§ **TASKS AND EXERCISES**
1. Rewrite the paragraph of the article on a possible Russian gas cutoff to Germany that begins "The first level, which the government has triggered" as a short list, keeping its main facts.
2. Change "industry" to "manufacturing" in the part of the article on a possible Russian gas cutoff to Germany between "The third level" and "by a disruption.", inclusive.

§ **SUPPLIED PASSAGE**

What happens if Russia turns off gas to Germany?

·3 min read

(This March 30 story corrects final paragraph to remove reference to oil products)

FRANKFURT (Reuters) - Germany has activated the first stage of an emergency plan to manage gas supplies in Europe's largest economy in preparation for a possible disruption or halt in natural gas supplies from Russia.

Russia accounted for 55% of Germany's gas imports in 2021 and 40% in the first quarter of 2022.

Economy Minister Robert Habeck has said Germany will not achieve full independence from Russian supplies before mid-2024.

WHAT'S THE PROBLEM?

Moscow said last week it would draw up a mechanism by March 31 under which so-called "unfriendly" countries - those behind sanctions imposed over Russia's invasion of Ukraine - would pay for gas in roubles. That includes Germany, Europe's industrial powerhouse, and other European allies.

Most now pay in euros or dollars.

Habeck, who is the minister responsible for Germany's energy security, has rejected Russia's demand, saying contracts would be honoured under current terms.

Russia's biggest German customers are Uniper, RWE and EnBW's VNG, which all have long-term gas supply contracts. They have not commented on individual preparations for any disruption.

WHAT IS GERMANY'S GAS PLAN?

Berlin's "Emergency Plan Gas" has three crisis levels.

The first level, which the government has triggered, is the early warning, when there are signs a supply emergency could develop. The second is alarm, when a disruption to supply or extraordinarily high demand upsets the usual balance but can still be corrected without intervention.

The third level is emergency, when market-based measures have failed to remedy shortages. At this stage, Germany's network regulator, the Bundesnetzagentur, must decide how to distribute any remaining gas supplies across the country.

WHO IS AFFECTED FIRST?

If Germany does not secure enough gas, industry, which accounts for a quarter of German gas demand, will be hit first.

"This means that industrial production gets lost, that supply chains get lost," Leonhard Birnbaum, chief executive of German energy group E.ON, told public broadcaster ARD. "We are certainly talking about very heavy damages."

Private households will have priority over industry, while hospitals, care facilities and other public sector institutions with special needs would be last to be affected by a disruption.

Electricity utilities that accounted for 13% of gas consumption last year could in theory switch to coal burning plants within their portfolios. However, an ongoing coal exit programme might have to be changed under the emergency laws to ensure enough capacity is ready.

Apart from energy providers, the industries most worried about losing gas, include chemicals, where gas is used for making everything from plastics and fertiliser to fibres and solvents. In turn, carmakers depend on chemical products for products such as batteries and laquer.

Union IG BCE has said BASF's Ludwigshafen site could come under review for reducing operations should gas supplies more than halve.

Refineries can use natural gas as a fuel source and to make hydrogen.

Region pointing data:
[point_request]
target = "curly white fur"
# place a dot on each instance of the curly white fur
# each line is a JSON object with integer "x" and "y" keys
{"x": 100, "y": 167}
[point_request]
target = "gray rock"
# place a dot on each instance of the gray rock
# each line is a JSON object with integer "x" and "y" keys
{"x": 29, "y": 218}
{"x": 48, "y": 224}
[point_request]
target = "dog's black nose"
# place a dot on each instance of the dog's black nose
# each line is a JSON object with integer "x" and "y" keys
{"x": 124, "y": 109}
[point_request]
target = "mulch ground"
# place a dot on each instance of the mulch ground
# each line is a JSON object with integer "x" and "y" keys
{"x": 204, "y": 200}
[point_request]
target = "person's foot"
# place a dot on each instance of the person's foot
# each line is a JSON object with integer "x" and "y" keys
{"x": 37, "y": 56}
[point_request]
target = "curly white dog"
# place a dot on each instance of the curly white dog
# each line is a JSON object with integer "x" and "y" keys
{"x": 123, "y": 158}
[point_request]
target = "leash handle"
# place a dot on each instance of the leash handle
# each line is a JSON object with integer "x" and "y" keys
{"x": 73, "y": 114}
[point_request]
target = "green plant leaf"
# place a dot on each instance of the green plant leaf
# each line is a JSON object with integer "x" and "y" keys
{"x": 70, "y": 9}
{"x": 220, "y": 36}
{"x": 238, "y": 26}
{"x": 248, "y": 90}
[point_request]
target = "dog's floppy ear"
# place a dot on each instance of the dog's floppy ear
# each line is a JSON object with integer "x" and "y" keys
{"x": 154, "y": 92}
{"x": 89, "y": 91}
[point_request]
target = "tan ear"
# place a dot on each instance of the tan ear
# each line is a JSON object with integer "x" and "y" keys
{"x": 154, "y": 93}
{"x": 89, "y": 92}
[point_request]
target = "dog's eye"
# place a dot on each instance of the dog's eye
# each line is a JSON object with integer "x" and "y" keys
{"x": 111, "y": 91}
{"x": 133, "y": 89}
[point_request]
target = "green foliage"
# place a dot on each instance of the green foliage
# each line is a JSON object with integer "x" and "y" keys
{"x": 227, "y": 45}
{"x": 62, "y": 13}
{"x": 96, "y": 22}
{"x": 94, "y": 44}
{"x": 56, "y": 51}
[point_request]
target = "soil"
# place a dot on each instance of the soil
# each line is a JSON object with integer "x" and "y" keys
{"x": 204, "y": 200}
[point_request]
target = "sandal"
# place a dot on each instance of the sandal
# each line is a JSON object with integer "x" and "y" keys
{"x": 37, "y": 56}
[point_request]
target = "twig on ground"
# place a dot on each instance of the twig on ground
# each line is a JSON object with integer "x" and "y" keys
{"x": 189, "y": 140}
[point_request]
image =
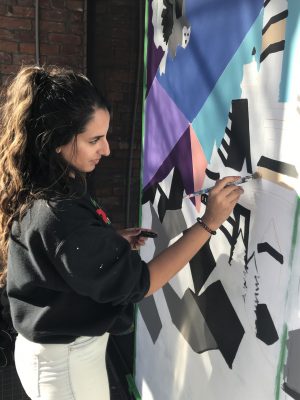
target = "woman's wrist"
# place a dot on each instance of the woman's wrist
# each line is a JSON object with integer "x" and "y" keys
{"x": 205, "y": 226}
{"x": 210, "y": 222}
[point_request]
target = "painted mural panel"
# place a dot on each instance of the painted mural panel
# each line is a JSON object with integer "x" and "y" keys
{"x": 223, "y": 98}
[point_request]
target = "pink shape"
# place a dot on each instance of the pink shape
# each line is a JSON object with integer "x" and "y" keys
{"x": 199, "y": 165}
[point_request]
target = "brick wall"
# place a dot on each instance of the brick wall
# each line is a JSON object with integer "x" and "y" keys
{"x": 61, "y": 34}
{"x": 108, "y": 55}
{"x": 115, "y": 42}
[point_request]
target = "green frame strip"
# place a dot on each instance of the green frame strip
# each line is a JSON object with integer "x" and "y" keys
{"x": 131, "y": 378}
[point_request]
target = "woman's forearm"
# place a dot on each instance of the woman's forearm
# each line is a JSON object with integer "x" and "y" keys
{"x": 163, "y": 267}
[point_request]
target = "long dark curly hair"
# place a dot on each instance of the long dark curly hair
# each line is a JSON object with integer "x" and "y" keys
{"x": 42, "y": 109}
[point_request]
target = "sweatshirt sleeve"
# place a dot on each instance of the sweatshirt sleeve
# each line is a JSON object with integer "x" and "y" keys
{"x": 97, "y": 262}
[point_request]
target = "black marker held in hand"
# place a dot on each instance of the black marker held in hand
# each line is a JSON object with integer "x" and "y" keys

§ **RESPONSES BY TASK**
1.
- First level (early warning): already triggered by the government; applies when there are signs a supply emergency could develop.
- Second level (alarm): applies when a supply disruption or extraordinarily high demand upsets the usual balance, though the situation can still be corrected without intervention.

2.
The third level is emergency, when market-based measures have failed to remedy shortages. At this stage, Germany's network regulator, the Bundesnetzagentur, must decide how to distribute any remaining gas supplies across the country.

WHO IS AFFECTED FIRST?

If Germany does not secure enough gas, manufacturing, which accounts for a quarter of German gas demand, will be hit first.

"This means that industrial production gets lost, that supply chains get lost," Leonhard Birnbaum, chief executive of German energy group E.ON, told public broadcaster ARD. "We are certainly talking about very heavy damages."

Private households will have priority over manufacturing, while hospitals, care facilities and other public sector institutions with special needs would be last to be affected by a disruption.